§ **Source excerpt**

════════════════

An important limitation of the weighted sum-of-squared differences magnitude metric is that it cannot differentiated between an under or over prediction of the measured and computed wave forms. In a case where there are several measurements, it is desirable to know if the corresponding computations under or over predict the measurement and for which measurements.

In place of a phase metric Knowles and Gear use a time-of-arrival (TOA) relative error metric. Recall TOA m and TOA c are the times-of-arrival of the measured and calculated wave forms, respectively, then the TOA metric is

$$M_{{\rm TOA}} = \frac{\left| {{\rm TOA}_{c} - {\rm TOA}_{m}} \right|}{{\rm TOA}_{m}}$$
(8)

The time-of-arrival for each wave form is determined by the time at which the wave form attains some percentage of the maximum wave form value, a range of 5–10% is recommended for wave forms with relative fast rise times; this percentage may need to be changed if wave forms contain slow, rather than fast, rise times.

The Knowles and Gear magnitude and TOA metrics are combined, using what they term importance factors. They assign an importance factor of 10 to their magnitude metric, M KG, and an importance factor of 2 to their time of arrival metric, M TOA, and then form the following weighted average:

$$C_{\rm KG} = {\sqrt \frac{10M^{2}_{\rm KG} + 2M^{2}_{{\rm TOA}}}{12}}$$
(9)

════════════════

§ **Supplied data**
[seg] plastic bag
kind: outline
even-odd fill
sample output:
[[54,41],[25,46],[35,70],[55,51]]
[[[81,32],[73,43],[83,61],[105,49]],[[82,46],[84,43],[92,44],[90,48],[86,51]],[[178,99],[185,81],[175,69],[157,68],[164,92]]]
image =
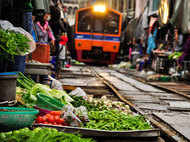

════════════════

Rewrite the part of the excerpt on wave form metrics starting at "An important limitation" and ending at "for which measurements.", changing "limitation" to "drawback". The data has no connection to the excerpt on wave form metrics.

§ **Final result**
An important drawback of the weighted sum-of-squared differences magnitude metric is that it cannot differentiated between an under or over prediction of the measured and computed wave forms. In a case where there are several measurements, it is desirable to know if the corresponding computations under or over predict the measurement and for which measurements.